Directions:
What lines of the data below hold "balcony"? Show them.

Record extracts:
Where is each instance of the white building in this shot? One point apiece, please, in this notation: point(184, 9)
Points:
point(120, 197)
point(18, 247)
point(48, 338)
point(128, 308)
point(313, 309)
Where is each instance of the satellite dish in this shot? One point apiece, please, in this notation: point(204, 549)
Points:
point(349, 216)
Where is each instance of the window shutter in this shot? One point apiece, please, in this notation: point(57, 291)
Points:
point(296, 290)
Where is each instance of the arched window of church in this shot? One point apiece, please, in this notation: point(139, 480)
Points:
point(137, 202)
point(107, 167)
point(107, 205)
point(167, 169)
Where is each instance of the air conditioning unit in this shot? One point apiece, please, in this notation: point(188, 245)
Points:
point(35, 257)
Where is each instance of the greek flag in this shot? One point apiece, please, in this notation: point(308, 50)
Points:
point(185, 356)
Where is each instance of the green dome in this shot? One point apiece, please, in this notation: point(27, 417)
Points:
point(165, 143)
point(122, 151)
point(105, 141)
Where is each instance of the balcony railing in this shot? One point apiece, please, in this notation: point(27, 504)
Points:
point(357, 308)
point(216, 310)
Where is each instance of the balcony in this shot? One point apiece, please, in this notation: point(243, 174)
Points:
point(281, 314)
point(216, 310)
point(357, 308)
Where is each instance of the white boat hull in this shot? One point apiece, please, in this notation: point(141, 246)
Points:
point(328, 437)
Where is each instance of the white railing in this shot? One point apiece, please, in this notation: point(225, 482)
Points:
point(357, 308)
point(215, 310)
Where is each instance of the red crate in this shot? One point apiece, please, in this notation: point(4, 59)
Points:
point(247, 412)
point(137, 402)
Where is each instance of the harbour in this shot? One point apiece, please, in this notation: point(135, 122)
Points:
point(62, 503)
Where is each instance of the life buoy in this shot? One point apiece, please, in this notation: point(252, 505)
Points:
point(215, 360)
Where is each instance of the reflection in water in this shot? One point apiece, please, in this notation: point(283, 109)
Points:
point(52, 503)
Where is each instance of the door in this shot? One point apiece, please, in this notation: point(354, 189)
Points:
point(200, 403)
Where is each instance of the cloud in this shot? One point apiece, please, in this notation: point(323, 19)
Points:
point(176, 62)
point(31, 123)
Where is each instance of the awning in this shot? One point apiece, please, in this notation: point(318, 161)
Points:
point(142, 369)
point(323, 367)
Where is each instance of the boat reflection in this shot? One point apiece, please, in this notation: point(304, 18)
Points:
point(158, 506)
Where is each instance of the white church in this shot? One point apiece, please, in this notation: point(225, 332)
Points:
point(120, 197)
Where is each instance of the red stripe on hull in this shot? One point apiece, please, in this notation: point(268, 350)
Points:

Solved exercise:
Where is each instance of the balcony railing in this shot? One point apiece, please, in this notation: point(27, 504)
Where is each instance of the balcony in this shot? One point apiece, please, in this notation: point(243, 174)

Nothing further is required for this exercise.